**Entries taken from a collection**
** begin **
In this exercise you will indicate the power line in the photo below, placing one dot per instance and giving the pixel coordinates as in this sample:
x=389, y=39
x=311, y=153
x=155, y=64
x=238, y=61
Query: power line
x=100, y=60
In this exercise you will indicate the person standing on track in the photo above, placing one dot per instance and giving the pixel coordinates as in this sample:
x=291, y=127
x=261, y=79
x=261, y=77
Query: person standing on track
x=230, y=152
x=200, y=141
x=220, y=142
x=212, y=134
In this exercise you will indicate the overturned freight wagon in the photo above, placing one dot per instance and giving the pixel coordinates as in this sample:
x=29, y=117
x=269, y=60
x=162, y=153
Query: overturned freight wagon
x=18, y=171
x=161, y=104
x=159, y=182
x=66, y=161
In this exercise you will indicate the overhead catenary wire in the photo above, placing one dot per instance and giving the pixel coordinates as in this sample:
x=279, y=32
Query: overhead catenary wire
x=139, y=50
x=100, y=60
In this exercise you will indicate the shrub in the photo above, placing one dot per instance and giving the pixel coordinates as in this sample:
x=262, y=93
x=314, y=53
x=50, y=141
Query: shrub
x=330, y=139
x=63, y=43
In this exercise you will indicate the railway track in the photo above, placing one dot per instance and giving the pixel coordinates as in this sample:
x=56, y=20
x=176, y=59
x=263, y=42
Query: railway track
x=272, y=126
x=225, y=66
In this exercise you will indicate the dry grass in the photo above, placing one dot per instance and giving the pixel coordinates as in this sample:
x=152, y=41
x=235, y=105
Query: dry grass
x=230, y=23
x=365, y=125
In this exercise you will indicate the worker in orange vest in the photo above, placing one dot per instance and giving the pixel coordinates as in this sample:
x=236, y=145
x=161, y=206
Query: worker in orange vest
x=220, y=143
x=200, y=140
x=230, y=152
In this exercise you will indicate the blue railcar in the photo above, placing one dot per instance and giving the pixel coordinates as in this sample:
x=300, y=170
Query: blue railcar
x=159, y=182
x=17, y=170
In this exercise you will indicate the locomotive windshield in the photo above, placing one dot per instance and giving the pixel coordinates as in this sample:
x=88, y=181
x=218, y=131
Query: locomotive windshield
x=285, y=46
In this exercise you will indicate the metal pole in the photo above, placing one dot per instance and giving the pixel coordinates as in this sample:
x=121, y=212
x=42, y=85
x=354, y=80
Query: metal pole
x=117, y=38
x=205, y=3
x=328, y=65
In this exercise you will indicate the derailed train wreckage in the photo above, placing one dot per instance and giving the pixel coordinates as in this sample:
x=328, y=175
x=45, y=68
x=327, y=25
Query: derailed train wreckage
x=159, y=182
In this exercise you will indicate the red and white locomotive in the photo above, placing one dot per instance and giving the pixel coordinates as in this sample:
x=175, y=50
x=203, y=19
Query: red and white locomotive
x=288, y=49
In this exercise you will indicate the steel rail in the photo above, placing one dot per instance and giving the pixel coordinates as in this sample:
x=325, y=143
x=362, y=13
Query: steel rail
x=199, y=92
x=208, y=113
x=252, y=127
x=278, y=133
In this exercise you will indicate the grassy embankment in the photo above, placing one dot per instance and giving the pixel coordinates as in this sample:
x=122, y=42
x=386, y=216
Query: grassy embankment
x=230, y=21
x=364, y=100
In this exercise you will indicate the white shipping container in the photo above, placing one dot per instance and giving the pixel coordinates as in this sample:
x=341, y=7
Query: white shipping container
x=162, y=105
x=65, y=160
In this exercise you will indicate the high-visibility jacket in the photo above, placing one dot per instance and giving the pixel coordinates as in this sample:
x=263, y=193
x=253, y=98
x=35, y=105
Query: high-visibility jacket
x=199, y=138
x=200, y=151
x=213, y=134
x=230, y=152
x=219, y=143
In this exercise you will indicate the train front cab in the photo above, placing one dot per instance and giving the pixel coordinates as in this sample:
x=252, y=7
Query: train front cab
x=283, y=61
** end **
**Directions for this task**
Write out every row above once more, word for word and unchanged.

**Answer to this exercise**
In this exercise you will indicate the power line in the photo below, placing one dot per instance and giving the pixel coordinates as in this sample:
x=389, y=39
x=311, y=153
x=155, y=64
x=238, y=61
Query: power line
x=100, y=60
In this exercise you will indicate the person standing on track in the photo above, placing one dot per instance and giving the pixel coordinates as in this sample:
x=291, y=127
x=261, y=79
x=261, y=77
Query: person standing on track
x=230, y=152
x=200, y=141
x=220, y=142
x=212, y=134
In this exercise you will indicate the overturned freight wagon in the photo above, placing one dot per instance and giving the pixel coordinates as in this sample:
x=29, y=117
x=269, y=60
x=162, y=153
Query: overturned freight wagon
x=18, y=171
x=161, y=104
x=159, y=182
x=66, y=161
In this exercise you will indicate the overhead catenary wire in the photo above, placing one dot per instance and giving the pixel coordinates as in this sample:
x=279, y=32
Query: overhead catenary wire
x=139, y=50
x=100, y=60
In this exercise you will indicate the shrub in the photo above, placing one dot per instance and giving the pixel coordinates as in this sample:
x=262, y=93
x=314, y=53
x=50, y=141
Query: shrub
x=330, y=139
x=63, y=43
In this exercise you will indicate the railway track in the photo above, placing one dot per instance and giving the pixel coordinates as in this sample:
x=56, y=20
x=176, y=59
x=263, y=42
Query: railway track
x=272, y=126
x=225, y=66
In this exercise you will indicate the dry grass in the photo above, placing one dot per instance and giving the pixel coordinates as in this sample:
x=152, y=41
x=235, y=105
Query: dry grass
x=230, y=23
x=365, y=125
In this exercise you will indicate the worker in orange vest in the photo above, placing one dot per instance and giving the pixel coordinates as in this sample:
x=236, y=145
x=161, y=206
Query: worker in orange vest
x=220, y=143
x=200, y=140
x=230, y=152
In this exercise you will indicate the blue railcar in the photo above, placing one dot per instance and giving the pixel coordinates as in this sample:
x=300, y=170
Query: blue railcar
x=159, y=182
x=17, y=170
In this exercise you will indicate the locomotive windshield in the photo above, placing one dot per instance and giving the pixel coordinates as in this sample:
x=88, y=181
x=218, y=131
Query: locomotive windshield
x=285, y=46
In this exercise you will indicate the metal pole in the photo above, placing one dot per instance and giving the pixel coordinates as in this sample:
x=121, y=212
x=42, y=85
x=354, y=80
Query: metal pole
x=117, y=38
x=205, y=3
x=328, y=65
In this exercise you will indicate the derailed train wreckage in the photo above, placing one dot per instance and giving the pixel coordinates as in this sample:
x=328, y=175
x=45, y=68
x=327, y=25
Query: derailed train wreckage
x=159, y=182
In this exercise you will indicate the red and white locomotive in the photo above, placing one dot per instance and giving the pixel coordinates as in this sample:
x=175, y=50
x=203, y=19
Query: red and white locomotive
x=288, y=49
In this exercise you will indicate the steel rail in the photo above, placing one dot per instance and giving the pixel coordinates as in this sample:
x=325, y=143
x=362, y=13
Query: steel rail
x=199, y=92
x=208, y=113
x=252, y=127
x=278, y=133
In this exercise you will indicate the grassy embankment in the photo above, placing one dot per instance and giving the pixel coordinates as in this sample:
x=122, y=42
x=386, y=216
Query: grassy embankment
x=230, y=21
x=364, y=100
In this exercise you will indicate the white shipping container in the photo above, placing one dot per instance and giving the pixel coordinates as in this sample:
x=341, y=7
Query: white shipping container
x=162, y=105
x=65, y=160
In this exercise you will indicate the high-visibility jacket in the photo above, placing one dot per instance and giving the pixel coordinates as in this sample:
x=263, y=193
x=253, y=98
x=35, y=105
Query: high-visibility jacket
x=199, y=138
x=200, y=151
x=213, y=134
x=230, y=152
x=219, y=143
In this exercise you will indicate the train front cab in the photo above, placing one dot per instance and giving the pixel coordinates as in this sample:
x=252, y=7
Query: train front cab
x=283, y=61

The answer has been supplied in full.